(Problem): Output every line of the data below verbatim, leaving out the pictures.

----- Data shown

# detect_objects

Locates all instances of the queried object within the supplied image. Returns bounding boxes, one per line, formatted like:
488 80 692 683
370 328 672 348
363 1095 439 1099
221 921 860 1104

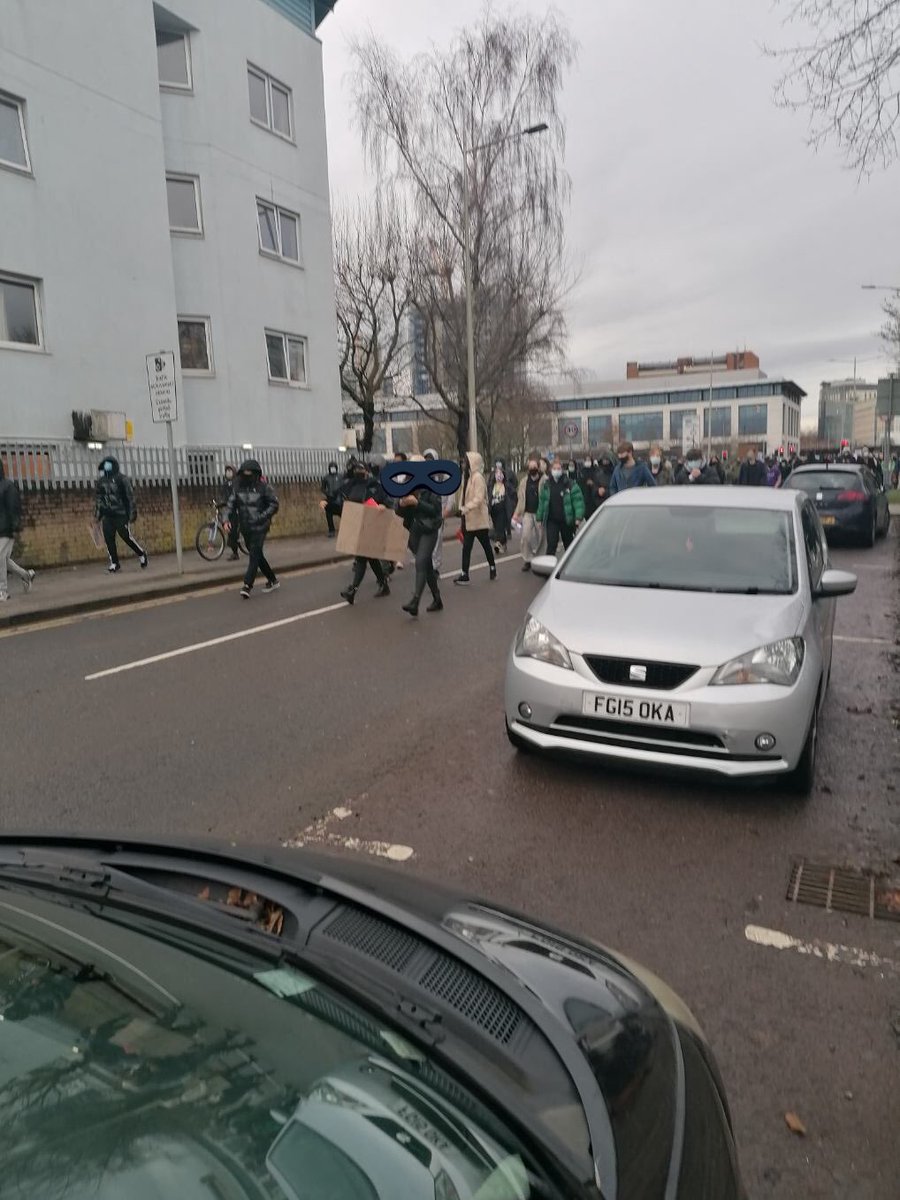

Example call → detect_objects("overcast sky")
319 0 900 422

----------

(Written answer):
# detect_objects

Locates all instances of the queried object within the supplied image. Returns bounding boxes, one per line, formatted like:
488 80 692 683
370 328 672 348
363 1095 439 1099
221 921 860 1104


Example call → detect_objects("overcast sky")
319 0 900 422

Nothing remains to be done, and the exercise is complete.